:: Kutipan Pilihan ::
Oleh: Mochamad Nur Rofiq
blokTuban.com - Hukum Allah atau Sunnatullah telah menetapkan, bahwa dalam setiap bentuk makhluk yang diciptakan, pasti ada yang memimpin dan ada yang dipimpin. Ada yang mengatur dan ada yang diatur. Hal itu agar pemikiran-pemikiran tidak tumpang tindih dan keinginan-keinginan tidak simpang-siur, yang mengakibatkan keretakan kerukunan, putus tali kasih sayang, pudar persatuan, dan perselisihan.
Setiap golongan yang tidak memiliki pemimpin yang bisa mereka jadikan tempat mengadukan berbagai kesulitan mereka itu, sama halnya mereka sedang naik kuda liar yang nakal pada malam hari yang gelap gulita, panik dan bingung mengatasi kesulitan yang dihadapi.
Apabila roh berfungsi sebagai ketegakan kehidupan atau rasa, maka para pemimpin setiap bangsa adalah roh persatuan mereka dalam kehidupan bermasyarakat dan bernegara. Apabila para pemimpin itu rusak, maka rusak lah umat atau bangsa itu.
Sebaliknya, jika mereka baik, maka bangsa itu menjadi baik juga. Sebab bangsa akan berdiri tegak, kokoh, dan sejahtera, manakala pemimpin bangsa itu menggerakkannya.
Jika bangsa sedang loyo, lalu mereka meluruskanya ketika bengkok. Menarik tangannya ketika bangsa jatuh dan membimbing nya ketika sedang sesat.
Pemimpin itu belum bisa dianggap sebagai pemimpin yang sejati, kecuali dia telah memenuhi syarat-syarat kepemimpinan. Yaitu berpikiran cerdas, berwawasan luas, baik pendapatnya, bisa mengendalikan diri, perkasa, bersih atau tulus hatinya baik perilakunya. Ia juga dermawan, banyak memberikan bantuan keuangan demi kesejahteraan bangsa, dan giat menyebarkan ilmu pengetahuan ke seluruh pelosok tempat tinggal bangsa.

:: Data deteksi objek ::

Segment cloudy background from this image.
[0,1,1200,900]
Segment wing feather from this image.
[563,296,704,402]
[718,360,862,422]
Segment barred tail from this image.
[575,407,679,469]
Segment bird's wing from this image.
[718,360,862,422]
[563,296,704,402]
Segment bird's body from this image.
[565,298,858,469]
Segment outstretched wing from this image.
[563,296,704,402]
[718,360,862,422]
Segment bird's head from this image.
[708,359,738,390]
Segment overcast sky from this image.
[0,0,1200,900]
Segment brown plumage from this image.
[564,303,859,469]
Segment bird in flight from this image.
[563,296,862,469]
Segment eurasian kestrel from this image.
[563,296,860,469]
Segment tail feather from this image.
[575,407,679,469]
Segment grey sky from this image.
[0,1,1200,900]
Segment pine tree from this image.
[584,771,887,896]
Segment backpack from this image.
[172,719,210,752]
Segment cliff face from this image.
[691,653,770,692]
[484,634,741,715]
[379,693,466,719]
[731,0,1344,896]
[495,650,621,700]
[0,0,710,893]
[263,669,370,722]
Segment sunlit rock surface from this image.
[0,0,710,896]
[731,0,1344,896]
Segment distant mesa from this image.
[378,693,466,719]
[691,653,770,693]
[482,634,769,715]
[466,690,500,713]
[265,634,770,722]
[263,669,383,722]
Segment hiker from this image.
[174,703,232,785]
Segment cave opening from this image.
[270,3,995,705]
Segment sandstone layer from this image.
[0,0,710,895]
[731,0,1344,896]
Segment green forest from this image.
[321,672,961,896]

:: Daftar Tugas ::
A: Salin ulang baris-baris dalam catatan, mulai dari baris yang memuat "Segment bird's body from this image." dan berhenti setelah baris yang memuat "[563,296,862,469]".
B: Teruskan tulisan tentang pemimpin dan kepemimpinan itu, dimulai setelah kalimat terakhirnya.

:: Jawaban Berurutan ::
A:
Segment bird's body from this image.
[565,298,858,469]
Segment outstretched wing from this image.
[563,296,704,402]
[718,360,862,422]
Segment bird's head from this image.
[708,359,738,390]
Segment overcast sky from this image.
[0,0,1200,900]
Segment brown plumage from this image.
[564,303,859,469]
Segment bird in flight from this image.
[563,296,862,469]

B:
Barangsiapa yang jejak perjalanannya seperti itu, dan sanggup memikul tanggung jawab berat sebagaimana tersebut, maka dia baru bisa disebut sebagai tokoh dan pemimpin sejati. Jika ada orang yang tidak memenuhi syarat-syarat tersebut untuk menjadi pemimpin, maka orang itu termasuk perampas yang bodoh, tetapi mengaku pintar ingin menjadi pemimpin karena gila pangkat semata.
Banyak sekali orang yang akalnya berebut menjadi pemimpin. Padahal mereka tidak memenuhi syarat-syarat menjadi pemimpin sedikitpun.
Mereka itu tidak sadar, bahwa pemimpin bangsa itu sebenarnya adalah juru bicara yang menyuarakan hati nurani rakyat. Pemikiran mereka tempat pengaduan rakyat, ketika mereka menghadapi kesulitan dan pelindung mereka ketika dalam keadaan bahaya.
Pemimpin tempat meminta pertolongan saat dilanda krisis dan sebagai tempat sandaran rakyat di waktu mereka menghadapi persoalan besar.
Setiap bangsa memiliki periode-periode. Dalam periode itu, mereka tidak dipimpin kecuali oleh pemimpin yang tulus, pemimpin-pemimpin yang baik dan reformis. Kemudian massa berubah dan periode kepemimpinan itu turut berubah, dan keadaan berbalik.
Bangsa itu pun akhirnya dipimpin oleh orang-orang fasik. Rendah budi pekertinya. Tidak ambil pusing dengan kebutuhan dan kemaksiatan, lacur, bodoh dan menjadi pengikut-pengikut setan.
Ingatlah, bahwa zaman itu berputar. Bangsa timur telah bangun dari tidurnya dan telah bangkit sadar dari kelalaiannya. Mereka tidak rela terus-menerus menjadi tawanan orang yang berusaha menghancurkan dan memperbudaknya.
Mereka tidak mau mengakui pemimpin kecuali yang berjiwa reformis dan baik, yang rela mati demi kehidupan bangsa. Senang atau susah payah demi kemampuan bangsa dan sanggup hidup sengsara demi kebahagiaan bangsa.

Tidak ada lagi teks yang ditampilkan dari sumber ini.